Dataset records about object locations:
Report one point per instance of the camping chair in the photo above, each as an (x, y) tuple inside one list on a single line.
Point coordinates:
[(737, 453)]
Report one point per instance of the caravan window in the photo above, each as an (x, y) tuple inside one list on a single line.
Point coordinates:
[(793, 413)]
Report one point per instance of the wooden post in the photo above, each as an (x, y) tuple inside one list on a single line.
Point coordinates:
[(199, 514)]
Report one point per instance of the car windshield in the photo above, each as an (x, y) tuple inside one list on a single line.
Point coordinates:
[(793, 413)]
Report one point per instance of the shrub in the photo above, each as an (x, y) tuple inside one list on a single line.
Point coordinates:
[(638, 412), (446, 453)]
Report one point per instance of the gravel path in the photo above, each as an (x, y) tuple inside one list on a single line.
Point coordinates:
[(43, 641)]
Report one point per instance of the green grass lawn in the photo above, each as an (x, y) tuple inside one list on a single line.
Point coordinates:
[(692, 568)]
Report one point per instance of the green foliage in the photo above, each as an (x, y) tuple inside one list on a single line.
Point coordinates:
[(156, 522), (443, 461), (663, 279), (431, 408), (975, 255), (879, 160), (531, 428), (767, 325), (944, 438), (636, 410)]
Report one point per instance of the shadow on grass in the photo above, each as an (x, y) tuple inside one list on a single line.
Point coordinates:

Stated goal:
Reproduce each entry exactly, leaving out nothing.

Exercise answer:
Report one point per instance of the camping chair in the photo above, each as an (x, y) tuple inside one list on a single line.
Point coordinates:
[(737, 453)]
Report one point per instance of the caravan window in the photo above, each as an (x, y) tuple inside one list on a single line.
Point coordinates:
[(793, 413)]
Report one point per instance of the wooden post in the photo above, each as an (x, y) tuple inside one list on a single line.
Point coordinates:
[(199, 514)]
Report one point per instance of the car windshield in the photo above, each as an (x, y) tuple inside one list on a single line.
Point coordinates:
[(793, 413)]
Report one point per instance of the shrub in the photo above, each as an (x, y) tuple inside one list on a single line.
Point coordinates:
[(638, 412), (446, 453)]
Report one point per instance of the gravel path in the photo above, each as an (x, y) tuple inside one list on a single line.
Point coordinates:
[(43, 641)]
Report one point per instance of the green grass lawn in the photo above, each as an (x, y) tuple inside one list on a single line.
Point coordinates:
[(692, 568)]
Report one point per instance of the green foliage in the photo above, each as an (x, y) tuple inside one list on a single line.
Point coordinates:
[(156, 522), (443, 461), (663, 279), (431, 408), (975, 255), (879, 160), (531, 428), (767, 325), (944, 438), (636, 410)]
Report one point per instance of the shadow on grass in the photo above, each as an (x, y) tuple inside one list on a single line.
Point coordinates:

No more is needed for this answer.